What the task asks:
Collect every line in the rows below that contains the word "road", and copy each one unchanged.

▬▬▬▬▬▬▬▬▬▬

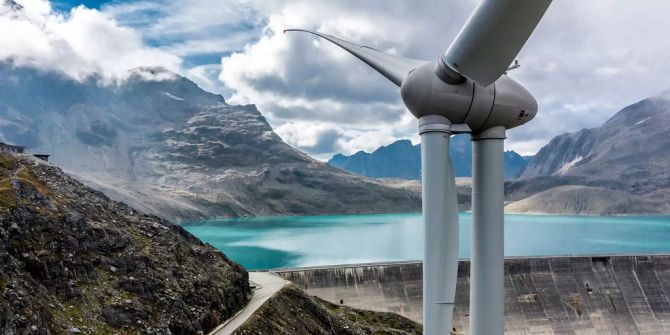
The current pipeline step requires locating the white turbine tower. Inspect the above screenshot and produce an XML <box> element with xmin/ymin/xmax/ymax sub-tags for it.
<box><xmin>287</xmin><ymin>0</ymin><xmax>551</xmax><ymax>335</ymax></box>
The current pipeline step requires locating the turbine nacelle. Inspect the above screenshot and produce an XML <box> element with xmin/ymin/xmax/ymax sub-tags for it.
<box><xmin>400</xmin><ymin>60</ymin><xmax>538</xmax><ymax>133</ymax></box>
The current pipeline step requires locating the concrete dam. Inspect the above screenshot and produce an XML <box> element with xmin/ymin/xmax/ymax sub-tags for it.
<box><xmin>274</xmin><ymin>255</ymin><xmax>670</xmax><ymax>335</ymax></box>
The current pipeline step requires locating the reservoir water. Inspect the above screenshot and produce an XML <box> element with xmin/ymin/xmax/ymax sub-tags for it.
<box><xmin>184</xmin><ymin>212</ymin><xmax>670</xmax><ymax>269</ymax></box>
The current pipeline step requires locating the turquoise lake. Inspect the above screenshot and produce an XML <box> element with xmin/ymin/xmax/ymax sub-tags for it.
<box><xmin>184</xmin><ymin>212</ymin><xmax>670</xmax><ymax>269</ymax></box>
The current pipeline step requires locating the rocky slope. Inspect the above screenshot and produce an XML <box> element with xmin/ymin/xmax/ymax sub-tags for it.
<box><xmin>0</xmin><ymin>64</ymin><xmax>420</xmax><ymax>220</ymax></box>
<box><xmin>507</xmin><ymin>91</ymin><xmax>670</xmax><ymax>214</ymax></box>
<box><xmin>328</xmin><ymin>135</ymin><xmax>526</xmax><ymax>180</ymax></box>
<box><xmin>235</xmin><ymin>286</ymin><xmax>422</xmax><ymax>335</ymax></box>
<box><xmin>0</xmin><ymin>154</ymin><xmax>250</xmax><ymax>334</ymax></box>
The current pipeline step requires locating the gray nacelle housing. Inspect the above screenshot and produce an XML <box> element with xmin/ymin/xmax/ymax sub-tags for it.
<box><xmin>400</xmin><ymin>62</ymin><xmax>537</xmax><ymax>133</ymax></box>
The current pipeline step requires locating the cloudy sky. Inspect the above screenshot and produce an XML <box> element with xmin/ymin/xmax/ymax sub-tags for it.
<box><xmin>0</xmin><ymin>0</ymin><xmax>670</xmax><ymax>159</ymax></box>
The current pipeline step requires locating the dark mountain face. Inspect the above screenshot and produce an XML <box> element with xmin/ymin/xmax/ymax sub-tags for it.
<box><xmin>0</xmin><ymin>154</ymin><xmax>251</xmax><ymax>334</ymax></box>
<box><xmin>328</xmin><ymin>135</ymin><xmax>526</xmax><ymax>180</ymax></box>
<box><xmin>508</xmin><ymin>91</ymin><xmax>670</xmax><ymax>213</ymax></box>
<box><xmin>0</xmin><ymin>64</ymin><xmax>420</xmax><ymax>219</ymax></box>
<box><xmin>521</xmin><ymin>92</ymin><xmax>670</xmax><ymax>193</ymax></box>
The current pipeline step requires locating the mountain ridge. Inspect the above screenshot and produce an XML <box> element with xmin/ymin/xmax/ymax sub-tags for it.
<box><xmin>0</xmin><ymin>64</ymin><xmax>420</xmax><ymax>221</ymax></box>
<box><xmin>506</xmin><ymin>91</ymin><xmax>670</xmax><ymax>214</ymax></box>
<box><xmin>328</xmin><ymin>135</ymin><xmax>527</xmax><ymax>180</ymax></box>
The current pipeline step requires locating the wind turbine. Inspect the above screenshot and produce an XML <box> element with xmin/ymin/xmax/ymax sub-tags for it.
<box><xmin>285</xmin><ymin>0</ymin><xmax>551</xmax><ymax>335</ymax></box>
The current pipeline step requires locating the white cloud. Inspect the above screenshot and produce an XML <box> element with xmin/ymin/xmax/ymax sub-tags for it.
<box><xmin>220</xmin><ymin>0</ymin><xmax>670</xmax><ymax>159</ymax></box>
<box><xmin>0</xmin><ymin>0</ymin><xmax>181</xmax><ymax>79</ymax></box>
<box><xmin>6</xmin><ymin>0</ymin><xmax>670</xmax><ymax>158</ymax></box>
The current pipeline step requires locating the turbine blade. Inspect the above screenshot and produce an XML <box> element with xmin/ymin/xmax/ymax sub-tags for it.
<box><xmin>442</xmin><ymin>0</ymin><xmax>551</xmax><ymax>86</ymax></box>
<box><xmin>284</xmin><ymin>29</ymin><xmax>427</xmax><ymax>86</ymax></box>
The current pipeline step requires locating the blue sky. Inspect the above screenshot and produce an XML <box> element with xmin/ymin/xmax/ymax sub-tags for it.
<box><xmin>0</xmin><ymin>0</ymin><xmax>670</xmax><ymax>159</ymax></box>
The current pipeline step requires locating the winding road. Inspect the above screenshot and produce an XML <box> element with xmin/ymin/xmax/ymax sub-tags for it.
<box><xmin>209</xmin><ymin>272</ymin><xmax>289</xmax><ymax>335</ymax></box>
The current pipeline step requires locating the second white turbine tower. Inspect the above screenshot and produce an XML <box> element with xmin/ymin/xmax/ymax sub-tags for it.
<box><xmin>287</xmin><ymin>0</ymin><xmax>551</xmax><ymax>335</ymax></box>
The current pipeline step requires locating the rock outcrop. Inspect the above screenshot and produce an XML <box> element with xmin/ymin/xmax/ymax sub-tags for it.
<box><xmin>0</xmin><ymin>154</ymin><xmax>251</xmax><ymax>334</ymax></box>
<box><xmin>235</xmin><ymin>286</ymin><xmax>422</xmax><ymax>335</ymax></box>
<box><xmin>506</xmin><ymin>91</ymin><xmax>670</xmax><ymax>214</ymax></box>
<box><xmin>0</xmin><ymin>63</ymin><xmax>420</xmax><ymax>221</ymax></box>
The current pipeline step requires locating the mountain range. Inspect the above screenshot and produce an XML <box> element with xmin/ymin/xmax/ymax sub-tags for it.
<box><xmin>0</xmin><ymin>63</ymin><xmax>420</xmax><ymax>220</ymax></box>
<box><xmin>506</xmin><ymin>90</ymin><xmax>670</xmax><ymax>214</ymax></box>
<box><xmin>328</xmin><ymin>135</ymin><xmax>527</xmax><ymax>180</ymax></box>
<box><xmin>329</xmin><ymin>90</ymin><xmax>670</xmax><ymax>214</ymax></box>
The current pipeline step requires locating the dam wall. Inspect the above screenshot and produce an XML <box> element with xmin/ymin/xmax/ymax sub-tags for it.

▬▬▬▬▬▬▬▬▬▬

Solution for this exercise:
The current pipeline step requires locating the winding road. Inspect the above screenshot and produce an XML <box> element with xmin/ymin/xmax/ymax sub-tags for it.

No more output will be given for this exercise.